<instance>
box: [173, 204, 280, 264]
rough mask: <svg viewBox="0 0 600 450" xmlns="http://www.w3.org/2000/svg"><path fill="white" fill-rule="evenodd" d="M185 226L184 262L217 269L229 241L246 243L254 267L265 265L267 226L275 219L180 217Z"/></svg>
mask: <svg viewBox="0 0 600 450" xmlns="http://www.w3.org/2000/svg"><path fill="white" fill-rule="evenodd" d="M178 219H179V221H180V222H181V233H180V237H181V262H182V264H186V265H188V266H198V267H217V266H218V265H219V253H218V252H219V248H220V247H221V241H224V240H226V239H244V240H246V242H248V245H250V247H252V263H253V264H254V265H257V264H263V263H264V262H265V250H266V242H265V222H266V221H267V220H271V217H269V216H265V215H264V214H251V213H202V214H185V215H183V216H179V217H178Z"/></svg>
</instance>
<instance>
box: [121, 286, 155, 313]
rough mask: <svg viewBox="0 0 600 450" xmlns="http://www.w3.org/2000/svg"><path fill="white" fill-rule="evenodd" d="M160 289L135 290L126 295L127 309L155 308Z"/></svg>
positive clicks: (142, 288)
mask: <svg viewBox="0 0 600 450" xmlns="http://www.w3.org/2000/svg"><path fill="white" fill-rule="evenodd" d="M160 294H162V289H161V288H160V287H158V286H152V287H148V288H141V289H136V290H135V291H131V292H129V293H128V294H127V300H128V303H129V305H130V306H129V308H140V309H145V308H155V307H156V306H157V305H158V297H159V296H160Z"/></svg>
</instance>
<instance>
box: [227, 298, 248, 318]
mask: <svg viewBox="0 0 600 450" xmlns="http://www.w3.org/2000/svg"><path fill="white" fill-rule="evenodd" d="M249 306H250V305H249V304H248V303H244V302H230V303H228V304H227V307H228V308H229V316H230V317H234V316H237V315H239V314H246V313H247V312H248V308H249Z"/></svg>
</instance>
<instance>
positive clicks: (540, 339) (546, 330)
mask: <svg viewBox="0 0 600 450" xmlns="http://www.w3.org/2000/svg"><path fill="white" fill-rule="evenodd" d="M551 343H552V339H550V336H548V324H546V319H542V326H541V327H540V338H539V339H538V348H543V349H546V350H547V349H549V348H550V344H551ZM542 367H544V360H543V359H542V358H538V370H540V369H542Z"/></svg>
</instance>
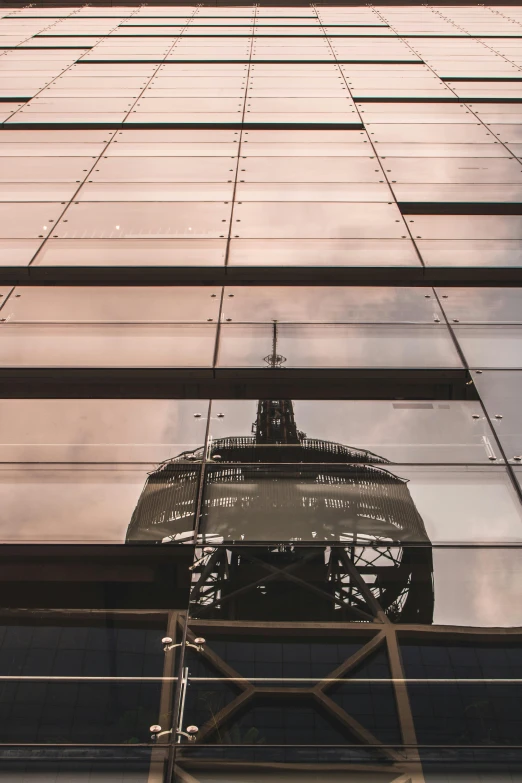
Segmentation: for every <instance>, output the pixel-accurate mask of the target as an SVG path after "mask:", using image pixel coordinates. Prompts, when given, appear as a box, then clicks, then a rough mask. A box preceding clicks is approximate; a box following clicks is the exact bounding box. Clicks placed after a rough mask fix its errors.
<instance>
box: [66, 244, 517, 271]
mask: <svg viewBox="0 0 522 783" xmlns="http://www.w3.org/2000/svg"><path fill="white" fill-rule="evenodd" d="M51 241H52V240H51ZM491 244H494V243H491ZM454 245H455V243H454V242H452V243H451V247H452V248H453V247H454ZM521 252H522V243H521ZM419 264H420V262H419V258H418V256H417V254H416V252H415V249H414V245H413V242H411V240H409V241H406V240H404V239H309V240H303V239H232V240H231V241H230V251H229V265H230V266H260V267H270V266H272V265H274V266H326V267H327V266H347V267H348V266H351V267H359V266H360V267H364V266H377V267H386V266H419Z"/></svg>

YOUR OBJECTIVE:
Quote the records word for word, beginning at their first line and ending with the line that contains "226L184 262L217 269L229".

ANSWER:
<instance>
box: [173, 204, 280, 264]
rough mask: <svg viewBox="0 0 600 450" xmlns="http://www.w3.org/2000/svg"><path fill="white" fill-rule="evenodd" d="M185 226L184 262L217 269L229 241L246 243L254 267L265 265L267 226L275 219L180 217Z"/></svg>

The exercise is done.